# Problem statement
A faithful, complete transcript of the entries below, without pictures, should be returned.

# Recorded data
■ ■ ■ ■ ■

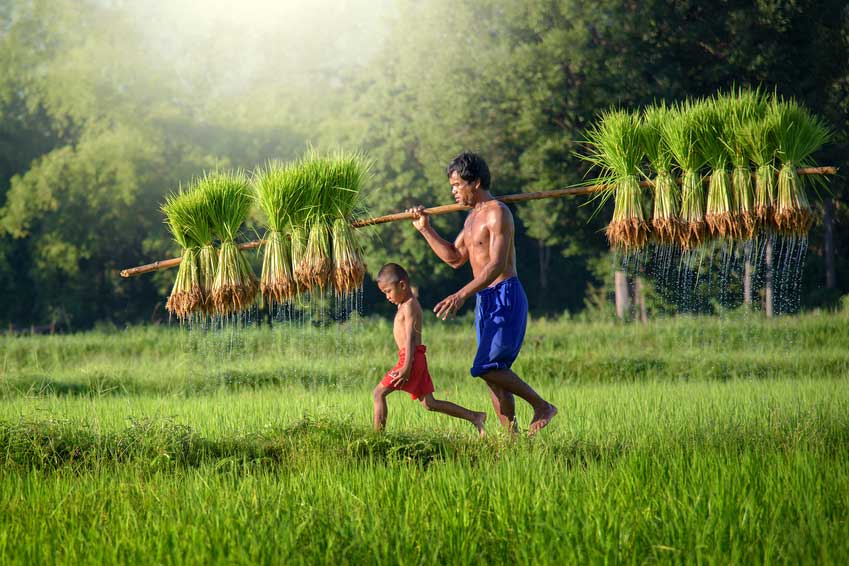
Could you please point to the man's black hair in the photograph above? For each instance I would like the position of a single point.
(471, 167)
(392, 273)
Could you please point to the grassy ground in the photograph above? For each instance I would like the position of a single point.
(688, 440)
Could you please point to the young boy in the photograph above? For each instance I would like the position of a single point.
(410, 374)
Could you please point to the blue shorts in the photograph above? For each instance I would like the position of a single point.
(501, 314)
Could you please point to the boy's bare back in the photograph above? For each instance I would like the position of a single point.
(408, 319)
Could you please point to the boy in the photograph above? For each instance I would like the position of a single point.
(410, 374)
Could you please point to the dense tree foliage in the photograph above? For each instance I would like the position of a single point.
(103, 111)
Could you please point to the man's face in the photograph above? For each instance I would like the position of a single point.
(463, 190)
(394, 291)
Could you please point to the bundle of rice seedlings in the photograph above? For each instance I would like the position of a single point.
(351, 171)
(228, 199)
(616, 151)
(759, 139)
(713, 146)
(666, 222)
(744, 107)
(298, 234)
(681, 134)
(312, 260)
(186, 296)
(279, 193)
(315, 268)
(798, 135)
(331, 199)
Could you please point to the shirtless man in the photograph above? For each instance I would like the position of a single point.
(501, 308)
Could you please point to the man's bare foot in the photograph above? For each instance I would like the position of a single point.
(542, 418)
(478, 421)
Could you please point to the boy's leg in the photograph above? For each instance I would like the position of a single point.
(509, 382)
(454, 410)
(379, 395)
(504, 405)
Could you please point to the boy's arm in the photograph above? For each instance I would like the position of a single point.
(455, 255)
(411, 321)
(500, 224)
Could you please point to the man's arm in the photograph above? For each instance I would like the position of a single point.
(455, 255)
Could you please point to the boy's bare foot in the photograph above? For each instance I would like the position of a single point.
(542, 418)
(478, 421)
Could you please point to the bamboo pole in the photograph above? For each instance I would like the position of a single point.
(446, 209)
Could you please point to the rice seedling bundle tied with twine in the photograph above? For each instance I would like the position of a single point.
(719, 213)
(186, 295)
(279, 192)
(798, 134)
(717, 139)
(228, 198)
(666, 221)
(309, 205)
(616, 150)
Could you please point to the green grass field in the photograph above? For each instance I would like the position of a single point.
(687, 440)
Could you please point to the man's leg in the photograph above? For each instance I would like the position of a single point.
(504, 405)
(509, 382)
(454, 410)
(379, 395)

■ ■ ■ ■ ■

# Worked solution
Could you please point to the man's black hair in the photograph above? For each instance I would like the position of a single point.
(471, 167)
(392, 273)
Could you please point to the grassy ground in the photograph above? For each instance I would like the position of a single point.
(688, 440)
Could you please point to the young boy in the photograph above? For each instance I would like the position of a single point.
(410, 374)
Could you please point to the blue shorts in the photograph above? For each instance I would like the position of a single point.
(501, 314)
Could you please point to the boy's bare back in the photograph above? For each instance I would like the position of a single point.
(408, 319)
Could you please point to the boy in the photograph above? For each instance I would like the position of a single point.
(410, 374)
Could you please point to the dense tree foliage in the photograph above? For each instance I would like the position of a single point.
(103, 111)
Could you please point to the man's face in the photograph above? For each instance I would like the position of a single point.
(463, 190)
(394, 291)
Could you please point to the bundle of rice seedlings in the photograph above? For each instance I would like the position of a single point.
(351, 171)
(228, 199)
(616, 151)
(759, 139)
(713, 146)
(666, 222)
(744, 107)
(298, 234)
(681, 134)
(312, 260)
(186, 296)
(279, 193)
(315, 268)
(798, 135)
(331, 199)
Could you please point to the shirtless man in the photograph above? For each instance I would like the position of a single point.
(501, 308)
Could you please point to the man's bare foot in the photograph above? For each instance I would like the position of a single point.
(542, 418)
(478, 421)
Could you please point to the boy's leg in the photograph above? For each instance I would like the position of a single point.
(509, 382)
(454, 410)
(379, 395)
(504, 405)
Could you please point to the boy's arm in the photograph above? For each instance I would like the position of a single point.
(455, 255)
(411, 321)
(500, 224)
Could you please point to the man's arm in the photograph above? For each instance I would like the position of a single point.
(455, 255)
Could you please point to the boy's bare foot in the photograph above? For each instance I would like the position of a single point.
(542, 418)
(478, 421)
Could you please point to the bamboo pole in the photograph above? For each instance I would like the position of a single point.
(446, 209)
Could you please point to the rice seedling bundle tied with twine in the photograph above? For each instance I would like the position of a single point.
(719, 213)
(186, 295)
(279, 192)
(798, 134)
(717, 139)
(228, 198)
(666, 221)
(309, 205)
(616, 150)
Could you please point to the green grass field in the photograph above? For each instance I would like the position of a single point.
(687, 440)
Could you please point to the man's leg in the photograph above? For each instance I would like the position of a single point.
(504, 405)
(509, 382)
(454, 410)
(379, 395)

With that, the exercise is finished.